══ GIVEN RECORDS ══
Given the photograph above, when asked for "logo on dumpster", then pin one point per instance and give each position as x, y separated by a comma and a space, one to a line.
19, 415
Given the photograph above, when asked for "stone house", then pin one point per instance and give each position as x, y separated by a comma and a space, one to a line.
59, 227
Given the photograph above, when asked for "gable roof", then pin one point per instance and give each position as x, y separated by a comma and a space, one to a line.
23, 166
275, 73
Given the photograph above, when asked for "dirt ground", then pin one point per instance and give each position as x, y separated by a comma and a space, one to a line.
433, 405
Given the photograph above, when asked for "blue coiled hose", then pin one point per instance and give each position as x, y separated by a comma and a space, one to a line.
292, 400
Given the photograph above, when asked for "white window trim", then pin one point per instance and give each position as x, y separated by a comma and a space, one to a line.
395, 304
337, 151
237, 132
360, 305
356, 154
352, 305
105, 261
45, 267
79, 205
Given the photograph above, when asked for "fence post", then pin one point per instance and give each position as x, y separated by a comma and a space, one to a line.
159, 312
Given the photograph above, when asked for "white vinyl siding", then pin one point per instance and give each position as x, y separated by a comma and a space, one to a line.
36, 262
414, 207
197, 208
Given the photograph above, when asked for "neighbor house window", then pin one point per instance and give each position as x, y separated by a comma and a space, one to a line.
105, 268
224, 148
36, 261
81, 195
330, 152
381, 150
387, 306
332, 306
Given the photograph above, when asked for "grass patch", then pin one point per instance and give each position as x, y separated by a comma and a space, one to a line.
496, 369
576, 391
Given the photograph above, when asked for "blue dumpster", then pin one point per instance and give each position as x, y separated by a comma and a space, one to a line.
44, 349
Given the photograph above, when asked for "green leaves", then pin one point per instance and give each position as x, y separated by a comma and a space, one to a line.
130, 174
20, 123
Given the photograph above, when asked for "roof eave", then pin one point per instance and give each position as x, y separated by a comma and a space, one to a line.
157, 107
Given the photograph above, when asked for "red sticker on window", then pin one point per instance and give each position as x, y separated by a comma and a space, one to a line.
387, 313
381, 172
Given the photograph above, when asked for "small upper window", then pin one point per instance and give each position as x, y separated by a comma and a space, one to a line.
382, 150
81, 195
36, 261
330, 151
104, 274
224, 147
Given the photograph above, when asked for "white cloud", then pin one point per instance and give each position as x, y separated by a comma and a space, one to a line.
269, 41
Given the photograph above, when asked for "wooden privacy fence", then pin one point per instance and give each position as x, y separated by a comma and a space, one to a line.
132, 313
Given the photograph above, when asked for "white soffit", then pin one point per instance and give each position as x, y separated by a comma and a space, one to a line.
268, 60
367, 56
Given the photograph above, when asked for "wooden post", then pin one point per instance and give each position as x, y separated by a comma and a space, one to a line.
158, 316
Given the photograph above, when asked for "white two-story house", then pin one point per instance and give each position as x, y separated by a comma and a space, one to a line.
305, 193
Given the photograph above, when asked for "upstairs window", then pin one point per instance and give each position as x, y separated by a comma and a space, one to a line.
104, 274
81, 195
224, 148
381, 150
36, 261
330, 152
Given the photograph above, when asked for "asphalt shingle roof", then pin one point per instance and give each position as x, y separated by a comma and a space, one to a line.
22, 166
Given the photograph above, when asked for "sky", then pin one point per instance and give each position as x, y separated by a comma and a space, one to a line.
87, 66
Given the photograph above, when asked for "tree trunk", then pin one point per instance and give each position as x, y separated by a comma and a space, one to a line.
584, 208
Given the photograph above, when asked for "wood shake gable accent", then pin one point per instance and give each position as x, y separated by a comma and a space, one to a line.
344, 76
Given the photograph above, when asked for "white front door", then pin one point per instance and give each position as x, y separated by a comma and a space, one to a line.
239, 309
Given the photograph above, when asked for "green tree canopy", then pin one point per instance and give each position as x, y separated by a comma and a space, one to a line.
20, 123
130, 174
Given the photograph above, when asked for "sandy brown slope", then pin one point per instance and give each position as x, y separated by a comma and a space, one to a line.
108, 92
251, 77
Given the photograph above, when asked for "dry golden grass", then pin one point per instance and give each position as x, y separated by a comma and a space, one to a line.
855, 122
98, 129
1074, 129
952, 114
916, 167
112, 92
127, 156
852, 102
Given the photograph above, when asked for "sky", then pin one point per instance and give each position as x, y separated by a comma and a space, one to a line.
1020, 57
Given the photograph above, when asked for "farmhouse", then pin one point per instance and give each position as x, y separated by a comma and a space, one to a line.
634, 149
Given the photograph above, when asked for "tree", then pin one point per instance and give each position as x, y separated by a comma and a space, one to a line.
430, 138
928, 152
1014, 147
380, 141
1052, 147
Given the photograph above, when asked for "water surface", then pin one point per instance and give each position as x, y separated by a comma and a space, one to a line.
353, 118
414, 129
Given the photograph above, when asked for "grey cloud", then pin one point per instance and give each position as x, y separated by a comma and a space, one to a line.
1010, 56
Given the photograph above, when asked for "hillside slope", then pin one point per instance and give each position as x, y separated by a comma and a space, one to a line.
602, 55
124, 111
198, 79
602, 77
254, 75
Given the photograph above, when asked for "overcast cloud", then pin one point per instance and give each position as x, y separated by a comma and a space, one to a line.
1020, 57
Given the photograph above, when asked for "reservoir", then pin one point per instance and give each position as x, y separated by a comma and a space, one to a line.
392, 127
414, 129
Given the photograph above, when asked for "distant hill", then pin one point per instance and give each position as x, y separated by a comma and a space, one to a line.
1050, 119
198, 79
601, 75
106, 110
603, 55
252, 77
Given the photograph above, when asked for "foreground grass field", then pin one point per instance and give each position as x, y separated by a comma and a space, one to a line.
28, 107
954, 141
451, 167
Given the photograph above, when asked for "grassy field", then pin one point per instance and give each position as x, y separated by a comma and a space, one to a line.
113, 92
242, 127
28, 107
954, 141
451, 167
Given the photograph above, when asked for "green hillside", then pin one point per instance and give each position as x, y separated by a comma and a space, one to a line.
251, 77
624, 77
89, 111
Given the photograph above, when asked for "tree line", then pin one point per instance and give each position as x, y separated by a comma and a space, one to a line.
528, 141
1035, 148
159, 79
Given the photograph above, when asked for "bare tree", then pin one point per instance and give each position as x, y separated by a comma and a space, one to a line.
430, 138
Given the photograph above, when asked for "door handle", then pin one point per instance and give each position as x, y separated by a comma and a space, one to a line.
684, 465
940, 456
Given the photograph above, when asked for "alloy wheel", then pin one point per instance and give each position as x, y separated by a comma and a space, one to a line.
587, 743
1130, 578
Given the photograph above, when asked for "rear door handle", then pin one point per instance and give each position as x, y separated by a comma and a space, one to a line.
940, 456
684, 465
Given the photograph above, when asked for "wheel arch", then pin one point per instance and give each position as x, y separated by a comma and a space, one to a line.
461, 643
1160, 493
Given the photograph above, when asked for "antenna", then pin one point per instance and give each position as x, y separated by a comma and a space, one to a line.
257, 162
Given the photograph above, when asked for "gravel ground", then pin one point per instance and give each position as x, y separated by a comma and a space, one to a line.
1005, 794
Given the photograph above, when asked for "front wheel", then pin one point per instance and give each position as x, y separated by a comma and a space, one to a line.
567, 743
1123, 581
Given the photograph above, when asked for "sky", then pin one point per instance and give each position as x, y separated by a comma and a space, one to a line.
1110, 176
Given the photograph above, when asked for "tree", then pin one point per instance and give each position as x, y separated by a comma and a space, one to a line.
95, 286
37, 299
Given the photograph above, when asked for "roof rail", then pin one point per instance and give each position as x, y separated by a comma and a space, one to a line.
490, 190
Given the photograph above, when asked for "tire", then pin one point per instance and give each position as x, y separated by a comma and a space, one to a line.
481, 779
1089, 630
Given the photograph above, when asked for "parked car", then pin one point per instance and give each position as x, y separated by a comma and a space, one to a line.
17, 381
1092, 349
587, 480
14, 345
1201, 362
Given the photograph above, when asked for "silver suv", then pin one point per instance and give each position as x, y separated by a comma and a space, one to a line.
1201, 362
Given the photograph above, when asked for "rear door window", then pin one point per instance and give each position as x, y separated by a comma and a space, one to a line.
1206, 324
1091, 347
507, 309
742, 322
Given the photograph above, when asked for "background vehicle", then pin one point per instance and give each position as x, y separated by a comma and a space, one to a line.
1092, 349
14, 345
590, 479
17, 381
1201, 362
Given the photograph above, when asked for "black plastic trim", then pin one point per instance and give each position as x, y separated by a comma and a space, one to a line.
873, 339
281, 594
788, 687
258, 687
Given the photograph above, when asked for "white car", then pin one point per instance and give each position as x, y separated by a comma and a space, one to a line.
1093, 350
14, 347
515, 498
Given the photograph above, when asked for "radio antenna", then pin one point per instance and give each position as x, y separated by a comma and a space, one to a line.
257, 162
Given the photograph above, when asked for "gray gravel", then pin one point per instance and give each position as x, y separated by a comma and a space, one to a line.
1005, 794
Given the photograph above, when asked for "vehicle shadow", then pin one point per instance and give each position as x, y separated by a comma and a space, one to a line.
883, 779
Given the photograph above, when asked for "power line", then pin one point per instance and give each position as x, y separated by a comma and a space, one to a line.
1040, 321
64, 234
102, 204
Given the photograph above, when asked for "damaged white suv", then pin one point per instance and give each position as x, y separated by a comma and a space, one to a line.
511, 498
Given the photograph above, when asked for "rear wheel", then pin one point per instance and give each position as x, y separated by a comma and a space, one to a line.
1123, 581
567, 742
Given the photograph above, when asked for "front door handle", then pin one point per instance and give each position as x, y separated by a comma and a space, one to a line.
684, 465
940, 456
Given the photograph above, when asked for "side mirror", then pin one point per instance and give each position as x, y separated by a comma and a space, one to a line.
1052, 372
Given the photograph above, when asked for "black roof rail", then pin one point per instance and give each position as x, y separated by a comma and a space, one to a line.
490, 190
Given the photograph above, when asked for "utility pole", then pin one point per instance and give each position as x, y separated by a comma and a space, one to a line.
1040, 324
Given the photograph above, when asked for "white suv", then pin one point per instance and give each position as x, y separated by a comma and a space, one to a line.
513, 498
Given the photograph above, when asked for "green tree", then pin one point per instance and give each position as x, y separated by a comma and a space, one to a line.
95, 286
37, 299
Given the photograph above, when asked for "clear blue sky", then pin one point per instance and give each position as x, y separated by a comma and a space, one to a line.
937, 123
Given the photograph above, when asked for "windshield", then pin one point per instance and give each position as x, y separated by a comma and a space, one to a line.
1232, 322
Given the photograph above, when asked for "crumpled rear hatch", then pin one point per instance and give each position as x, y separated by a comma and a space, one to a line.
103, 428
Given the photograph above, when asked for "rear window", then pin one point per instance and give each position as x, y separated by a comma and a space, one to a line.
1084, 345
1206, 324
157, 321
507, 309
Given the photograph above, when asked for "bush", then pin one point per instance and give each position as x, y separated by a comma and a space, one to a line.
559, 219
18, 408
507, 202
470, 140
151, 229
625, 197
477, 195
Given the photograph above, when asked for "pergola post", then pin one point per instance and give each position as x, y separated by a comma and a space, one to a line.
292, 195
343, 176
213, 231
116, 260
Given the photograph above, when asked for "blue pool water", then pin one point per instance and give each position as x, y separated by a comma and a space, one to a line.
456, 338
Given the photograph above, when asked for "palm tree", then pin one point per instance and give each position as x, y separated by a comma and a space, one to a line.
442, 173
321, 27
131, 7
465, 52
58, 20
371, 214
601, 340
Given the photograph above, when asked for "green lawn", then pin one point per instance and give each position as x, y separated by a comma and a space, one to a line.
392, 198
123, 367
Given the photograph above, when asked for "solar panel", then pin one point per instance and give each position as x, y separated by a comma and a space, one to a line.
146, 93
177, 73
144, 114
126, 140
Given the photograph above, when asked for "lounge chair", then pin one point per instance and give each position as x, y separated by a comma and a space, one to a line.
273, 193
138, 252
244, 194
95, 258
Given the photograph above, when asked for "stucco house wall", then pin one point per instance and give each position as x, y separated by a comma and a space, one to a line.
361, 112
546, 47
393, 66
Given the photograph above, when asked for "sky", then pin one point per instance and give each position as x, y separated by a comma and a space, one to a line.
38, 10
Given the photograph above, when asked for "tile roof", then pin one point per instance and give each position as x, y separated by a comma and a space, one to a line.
═══
→ **PROBLEM REQUIREMENTS**:
Filter the entries above down to the lines that contain the word "gable", and copy each of those lines unchanged.

→ **SOLUTION**:
Given the photograph above, when asked for "gable roof", then pin one point per instance and give each position as x, y separated by a comma and a space, one to a line.
Given the photograph above, when asked for "wood shake gable accent", then pin one point per instance and give each position as x, y separated by a comma and a space, one to a line.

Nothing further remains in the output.